| Problem description |
How many lines of the data below contain the string "detector"? Reply with the number alone.

### Materials provided ###

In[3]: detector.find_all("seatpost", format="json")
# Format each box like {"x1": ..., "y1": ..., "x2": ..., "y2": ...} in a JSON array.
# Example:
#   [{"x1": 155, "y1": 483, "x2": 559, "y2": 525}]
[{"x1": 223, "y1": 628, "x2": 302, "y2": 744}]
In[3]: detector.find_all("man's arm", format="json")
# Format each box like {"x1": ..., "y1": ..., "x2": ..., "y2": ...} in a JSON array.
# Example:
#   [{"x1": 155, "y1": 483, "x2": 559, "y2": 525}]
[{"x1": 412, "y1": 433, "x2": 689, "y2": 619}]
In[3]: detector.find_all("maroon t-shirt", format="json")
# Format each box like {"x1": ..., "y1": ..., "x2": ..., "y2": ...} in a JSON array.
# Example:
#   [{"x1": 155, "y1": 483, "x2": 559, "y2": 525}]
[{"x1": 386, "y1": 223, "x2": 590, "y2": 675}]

###
### Materials provided ###

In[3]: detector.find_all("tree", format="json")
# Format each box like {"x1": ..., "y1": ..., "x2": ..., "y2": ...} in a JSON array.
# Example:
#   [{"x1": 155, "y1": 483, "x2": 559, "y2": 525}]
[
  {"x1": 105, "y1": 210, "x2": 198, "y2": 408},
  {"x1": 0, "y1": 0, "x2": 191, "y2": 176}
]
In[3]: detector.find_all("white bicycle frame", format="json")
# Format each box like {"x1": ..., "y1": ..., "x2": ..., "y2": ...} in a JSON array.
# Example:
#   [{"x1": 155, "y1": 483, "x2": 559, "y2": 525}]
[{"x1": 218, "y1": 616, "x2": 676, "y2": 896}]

###

| Exercise output |
5